# WHAT NEEDS TO BE DONE:
All of the lines below are to be printed again exactly; images are excluded from the output.

# ENTRIES PROVIDED:
++++++++

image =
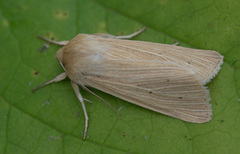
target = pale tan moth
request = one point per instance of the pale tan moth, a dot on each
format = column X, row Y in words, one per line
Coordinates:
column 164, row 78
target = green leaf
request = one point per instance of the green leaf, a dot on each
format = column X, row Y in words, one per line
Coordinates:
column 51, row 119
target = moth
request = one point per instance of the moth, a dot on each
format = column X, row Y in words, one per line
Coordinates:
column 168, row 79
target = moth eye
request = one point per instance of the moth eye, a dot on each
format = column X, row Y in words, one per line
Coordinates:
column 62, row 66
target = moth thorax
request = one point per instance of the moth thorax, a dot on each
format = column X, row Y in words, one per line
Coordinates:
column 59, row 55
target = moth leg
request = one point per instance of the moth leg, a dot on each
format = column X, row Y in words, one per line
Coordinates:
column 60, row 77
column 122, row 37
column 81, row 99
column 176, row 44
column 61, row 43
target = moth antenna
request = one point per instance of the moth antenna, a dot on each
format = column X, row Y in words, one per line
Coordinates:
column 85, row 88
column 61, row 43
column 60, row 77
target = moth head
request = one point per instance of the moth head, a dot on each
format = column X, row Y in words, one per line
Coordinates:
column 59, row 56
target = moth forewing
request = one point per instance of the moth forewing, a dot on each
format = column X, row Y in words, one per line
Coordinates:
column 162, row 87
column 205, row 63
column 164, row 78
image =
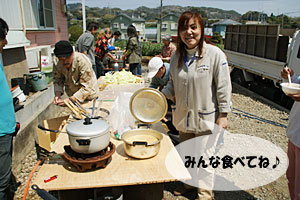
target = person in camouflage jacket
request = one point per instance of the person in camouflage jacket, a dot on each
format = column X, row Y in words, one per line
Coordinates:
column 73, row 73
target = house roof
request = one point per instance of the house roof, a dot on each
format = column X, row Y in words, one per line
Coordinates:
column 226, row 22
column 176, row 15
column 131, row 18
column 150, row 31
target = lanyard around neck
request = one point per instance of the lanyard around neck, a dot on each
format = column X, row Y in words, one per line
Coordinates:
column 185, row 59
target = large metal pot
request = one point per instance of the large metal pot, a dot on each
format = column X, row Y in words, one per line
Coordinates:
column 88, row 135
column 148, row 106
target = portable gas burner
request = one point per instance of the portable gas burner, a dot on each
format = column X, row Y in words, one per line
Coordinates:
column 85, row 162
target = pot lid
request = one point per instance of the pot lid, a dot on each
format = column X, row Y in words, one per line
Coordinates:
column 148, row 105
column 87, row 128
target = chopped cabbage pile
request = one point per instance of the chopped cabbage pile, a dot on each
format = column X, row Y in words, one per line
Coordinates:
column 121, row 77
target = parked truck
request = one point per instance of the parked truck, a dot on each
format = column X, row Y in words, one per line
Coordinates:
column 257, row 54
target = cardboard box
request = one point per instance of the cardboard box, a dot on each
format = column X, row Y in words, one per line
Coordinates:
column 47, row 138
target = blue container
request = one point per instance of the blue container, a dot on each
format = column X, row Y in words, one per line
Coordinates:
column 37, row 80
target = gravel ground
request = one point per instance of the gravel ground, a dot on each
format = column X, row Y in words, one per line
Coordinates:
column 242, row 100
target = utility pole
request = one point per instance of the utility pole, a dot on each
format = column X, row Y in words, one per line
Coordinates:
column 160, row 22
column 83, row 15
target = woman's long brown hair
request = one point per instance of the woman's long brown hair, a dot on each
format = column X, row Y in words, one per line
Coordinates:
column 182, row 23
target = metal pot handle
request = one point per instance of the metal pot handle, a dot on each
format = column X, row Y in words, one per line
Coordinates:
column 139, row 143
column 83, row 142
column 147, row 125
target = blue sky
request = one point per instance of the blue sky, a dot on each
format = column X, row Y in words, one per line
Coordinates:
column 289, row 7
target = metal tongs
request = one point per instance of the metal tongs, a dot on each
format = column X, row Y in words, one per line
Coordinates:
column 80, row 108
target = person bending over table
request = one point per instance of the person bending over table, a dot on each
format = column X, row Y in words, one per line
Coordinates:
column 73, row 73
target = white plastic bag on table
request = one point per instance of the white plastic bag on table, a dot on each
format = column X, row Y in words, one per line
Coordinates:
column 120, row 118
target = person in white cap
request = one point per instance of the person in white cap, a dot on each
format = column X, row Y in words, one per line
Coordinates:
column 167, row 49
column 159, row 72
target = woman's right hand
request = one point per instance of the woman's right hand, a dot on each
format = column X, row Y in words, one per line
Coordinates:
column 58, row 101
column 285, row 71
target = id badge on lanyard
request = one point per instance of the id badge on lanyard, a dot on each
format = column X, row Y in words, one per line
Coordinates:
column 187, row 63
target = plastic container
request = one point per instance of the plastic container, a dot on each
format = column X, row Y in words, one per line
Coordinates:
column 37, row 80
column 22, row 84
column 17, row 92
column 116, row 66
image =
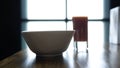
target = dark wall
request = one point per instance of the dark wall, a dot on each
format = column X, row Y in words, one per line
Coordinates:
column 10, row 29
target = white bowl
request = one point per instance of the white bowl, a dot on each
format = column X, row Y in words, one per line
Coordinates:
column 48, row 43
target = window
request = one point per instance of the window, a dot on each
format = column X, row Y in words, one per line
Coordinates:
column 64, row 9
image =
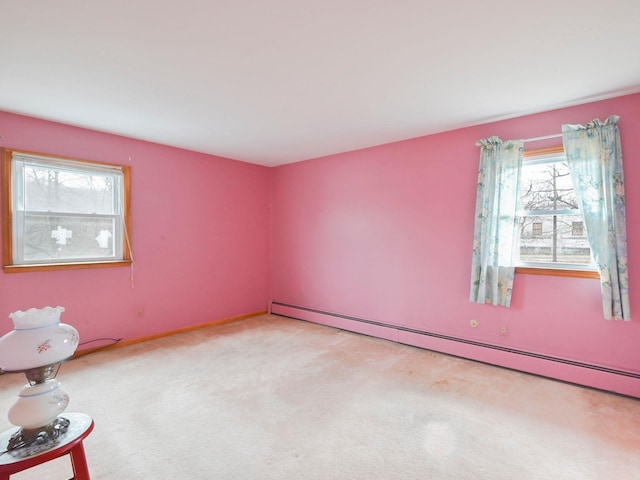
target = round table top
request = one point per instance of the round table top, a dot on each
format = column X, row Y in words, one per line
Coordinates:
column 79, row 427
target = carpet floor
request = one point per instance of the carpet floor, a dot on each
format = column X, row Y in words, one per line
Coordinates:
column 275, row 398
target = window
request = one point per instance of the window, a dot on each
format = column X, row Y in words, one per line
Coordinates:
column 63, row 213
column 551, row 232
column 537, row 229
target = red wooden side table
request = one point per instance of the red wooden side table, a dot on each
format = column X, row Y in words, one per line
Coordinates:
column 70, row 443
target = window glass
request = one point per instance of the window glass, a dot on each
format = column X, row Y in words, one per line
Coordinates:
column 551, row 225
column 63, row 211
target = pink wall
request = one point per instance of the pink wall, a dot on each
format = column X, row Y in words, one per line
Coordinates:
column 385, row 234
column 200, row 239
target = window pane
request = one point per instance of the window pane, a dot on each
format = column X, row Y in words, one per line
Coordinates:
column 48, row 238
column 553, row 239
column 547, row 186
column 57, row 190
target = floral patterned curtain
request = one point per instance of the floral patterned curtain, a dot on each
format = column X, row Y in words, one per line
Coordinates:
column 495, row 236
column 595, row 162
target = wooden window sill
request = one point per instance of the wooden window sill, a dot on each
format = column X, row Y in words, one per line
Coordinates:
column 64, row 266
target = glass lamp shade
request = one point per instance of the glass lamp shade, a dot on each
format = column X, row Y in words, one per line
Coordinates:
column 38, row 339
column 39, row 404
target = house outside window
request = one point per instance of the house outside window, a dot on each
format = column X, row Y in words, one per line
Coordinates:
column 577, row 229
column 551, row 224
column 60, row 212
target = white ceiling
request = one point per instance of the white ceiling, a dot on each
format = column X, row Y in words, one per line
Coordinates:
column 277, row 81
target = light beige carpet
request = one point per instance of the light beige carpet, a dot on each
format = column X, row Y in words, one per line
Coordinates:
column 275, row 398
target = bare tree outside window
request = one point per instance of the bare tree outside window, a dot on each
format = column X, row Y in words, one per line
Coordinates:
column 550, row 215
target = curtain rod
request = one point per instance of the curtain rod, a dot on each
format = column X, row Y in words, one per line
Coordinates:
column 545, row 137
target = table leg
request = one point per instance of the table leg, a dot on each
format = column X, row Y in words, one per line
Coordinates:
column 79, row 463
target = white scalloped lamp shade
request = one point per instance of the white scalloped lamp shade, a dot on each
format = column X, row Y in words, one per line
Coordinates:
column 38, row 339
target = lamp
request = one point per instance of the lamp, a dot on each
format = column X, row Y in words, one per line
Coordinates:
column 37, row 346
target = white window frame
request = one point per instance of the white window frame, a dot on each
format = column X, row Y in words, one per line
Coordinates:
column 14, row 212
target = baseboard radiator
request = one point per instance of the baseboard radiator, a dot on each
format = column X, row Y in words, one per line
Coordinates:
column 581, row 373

++++++++

# EXERCISE OUTPUT:
image =
target = pale tan moth
request = one point per instance of the pale tan moth, a dot on each
format = column X, row Y in words, one per line
Coordinates:
column 164, row 78
target = green leaf
request = one point per instance of the green leaf, a dot on each
format = column X, row Y in words, one per line
Coordinates:
column 51, row 119
target = moth
request = one point per instance of the moth, a dot on each
format = column X, row Y in words, one per line
Coordinates:
column 168, row 79
target = moth eye
request = one point per instance of the moth eye, a dot on each
format = column X, row Y in words, one per line
Coordinates:
column 62, row 66
target = moth thorax
request = one point per instance of the moth thorax, a dot on each
format = column X, row Y in words, one per line
Coordinates:
column 59, row 55
target = moth leg
request = one point per instance of the moth leg, a dot on each
format = column X, row Y in words, one per line
Coordinates:
column 60, row 77
column 122, row 37
column 81, row 99
column 176, row 44
column 61, row 43
target = moth antenna
request = one point per instance of the moth antenna, a dot on each
format = column X, row Y in words, one per line
Coordinates:
column 85, row 88
column 61, row 43
column 60, row 77
target = moth head
request = one point per instance of the moth head, a dot on each
format = column X, row Y in words, one per line
Coordinates:
column 59, row 56
target = moth forewing
request = one point per instance of the moth forewing, a dot on each
format = column X, row Y in words, one per line
Coordinates:
column 162, row 87
column 205, row 63
column 164, row 78
image =
target = person in camouflage jacket
request = one point per instance of the person in camouflage jacket, a dot on each
format = column X, row Y in words, one per line
Coordinates:
column 73, row 73
target = house roof
request = one point per instance of the house roof, a dot on each
format = column X, row Y in words, one per line
Coordinates:
column 226, row 22
column 176, row 15
column 131, row 18
column 150, row 31
target = lanyard around neck
request = one point per instance of the lanyard around neck, a dot on each
format = column X, row Y in words, one per line
Coordinates:
column 185, row 59
target = large metal pot
request = one point per instance of the large metal pot, a dot on each
format = column X, row Y in words, one per line
Coordinates:
column 88, row 135
column 148, row 106
target = portable gas burner
request = one point per instance of the portable gas burner, a dot on each
format = column X, row Y in words, one per line
Coordinates:
column 85, row 162
target = pot lid
request = one point per instance of the pot lid, a dot on each
format = column X, row Y in words, one per line
Coordinates:
column 148, row 105
column 87, row 128
target = chopped cabbage pile
request = one point per instance of the chopped cabbage pile, a dot on each
format = column X, row Y in words, one per line
Coordinates:
column 121, row 77
target = parked truck
request = one point per instance of the parked truck, a dot on each
format = column X, row Y in words, one per line
Coordinates:
column 257, row 54
target = cardboard box
request = one point per instance of the cardboard box, a dot on each
format = column X, row Y in words, one per line
Coordinates:
column 47, row 138
target = blue container
request = one point per instance of the blue container, a dot on each
format = column X, row Y in words, one per line
Coordinates:
column 37, row 80
target = gravel ground
request = one point per instance of the gravel ground, a dot on each
format = column X, row Y in words, one per line
Coordinates:
column 242, row 100
target = utility pole
request = one point per instance of the utility pole, a dot on each
format = column X, row Y in words, one per line
Coordinates:
column 160, row 22
column 83, row 15
target = woman's long brown hair
request = one point per instance of the woman's long brown hair, a dot on each
format = column X, row Y in words, one per line
Coordinates:
column 182, row 23
target = metal pot handle
request = one point per instance of the metal pot handle, a dot on each
format = column X, row Y in words, one per line
Coordinates:
column 139, row 143
column 83, row 142
column 147, row 125
target = blue sky
request = one point per instance of the blue sky, a dot on each
format = column X, row Y in words, one per line
Coordinates:
column 289, row 7
target = metal tongs
request = one point per instance of the metal tongs, a dot on each
format = column X, row Y in words, one per line
Coordinates:
column 80, row 108
target = person bending over table
request = one point per instance of the person bending over table, a dot on each
format = column X, row Y in words, one per line
Coordinates:
column 73, row 73
target = white plastic bag on table
request = one point per instance of the white plastic bag on table, a dot on each
format = column X, row Y in words, one per line
Coordinates:
column 120, row 118
target = person in white cap
request = one point per instance of the person in white cap, a dot on each
format = column X, row Y in words, one per line
Coordinates:
column 167, row 49
column 159, row 72
target = woman's right hand
request = one point per instance of the woman's right hand, a dot on each
format = column X, row Y in words, one per line
Coordinates:
column 58, row 101
column 285, row 71
target = id badge on lanyard
request = one point per instance of the id badge on lanyard, a dot on each
format = column X, row Y in words, one per line
Coordinates:
column 187, row 63
target = plastic container
request = one point per instance of the plastic container, a dot on each
format = column X, row Y in words, one per line
Coordinates:
column 37, row 80
column 22, row 84
column 17, row 92
column 116, row 66
image =
target = dark wall
request = one point per instance of the dark wall, a dot on each
format = column X, row Y in words, one per line
Coordinates:
column 10, row 29
target = white bowl
request = one point per instance of the white bowl, a dot on each
format = column X, row Y in words, one per line
Coordinates:
column 48, row 43
target = window
request = one point per instance of the window, a dot on each
format = column X, row Y in words, one per line
Coordinates:
column 64, row 9
image =
target = round table top
request = one point per instance of the round table top, a dot on each
format = column X, row Y in words, one per line
Coordinates:
column 79, row 427
target = carpet floor
request = one point per instance of the carpet floor, a dot on each
format = column X, row Y in words, one per line
Coordinates:
column 275, row 398
target = window
request = one point per instance of the window, a dot on each
format = column X, row Y in words, one per line
Coordinates:
column 63, row 213
column 551, row 232
column 537, row 229
target = red wooden side table
request = one point per instance of the red wooden side table, a dot on each
format = column X, row Y in words, one per line
Coordinates:
column 70, row 443
target = window glass
request = one point per instance of the window glass, a dot on each
format = column X, row Y in words, one per line
Coordinates:
column 551, row 225
column 63, row 211
target = pink wall
request = one point per instance of the pink wall, a dot on each
format = column X, row Y in words, one per line
Coordinates:
column 385, row 234
column 200, row 239
target = window pane
request = one point per instance of the window pane, a dot on each
format = column X, row Y in words, one per line
Coordinates:
column 48, row 238
column 553, row 239
column 547, row 186
column 57, row 190
target = floral patterned curtain
request = one point per instance of the floral patterned curtain, a dot on each
format = column X, row Y in words, one per line
Coordinates:
column 495, row 236
column 595, row 162
target = wooden window sill
request = one point per instance of the wooden window sill, a dot on each
format = column X, row Y in words, one per line
Coordinates:
column 64, row 266
target = glass lamp shade
request = one point per instance of the glass lamp shade, a dot on each
format = column X, row Y in words, one per line
Coordinates:
column 38, row 339
column 39, row 404
target = house outside window
request = one point per instance of the house outside window, a dot on each
format = column X, row Y in words, one per line
Coordinates:
column 577, row 229
column 551, row 224
column 60, row 212
target = white ceiling
request = one point per instance of the white ceiling, a dot on each
format = column X, row Y in words, one per line
Coordinates:
column 277, row 81
target = light beige carpet
request = one point per instance of the light beige carpet, a dot on each
format = column X, row Y in words, one per line
Coordinates:
column 275, row 398
target = bare tree outside window
request = one point per instance of the bare tree outside window, a dot on each
format = column X, row Y in words, one per line
Coordinates:
column 550, row 215
target = curtain rod
request = one point per instance of the curtain rod, a dot on each
format = column X, row Y in words, one per line
Coordinates:
column 545, row 137
target = table leg
request = one point per instance of the table leg, a dot on each
format = column X, row Y in words, one per line
Coordinates:
column 79, row 463
target = white scalloped lamp shade
request = one point per instance of the white scalloped lamp shade, a dot on each
format = column X, row Y in words, one per line
Coordinates:
column 38, row 339
target = lamp
request = one point per instance of the lamp, a dot on each
format = column X, row Y in words, one per line
Coordinates:
column 37, row 346
target = white window frame
request = one point per instance of the white window frame, a dot on each
format = column X, row Y in words, one per line
Coordinates:
column 14, row 212
target = baseboard radiator
request = one point per instance of the baseboard radiator, a dot on each
format = column X, row Y in words, one per line
Coordinates:
column 581, row 373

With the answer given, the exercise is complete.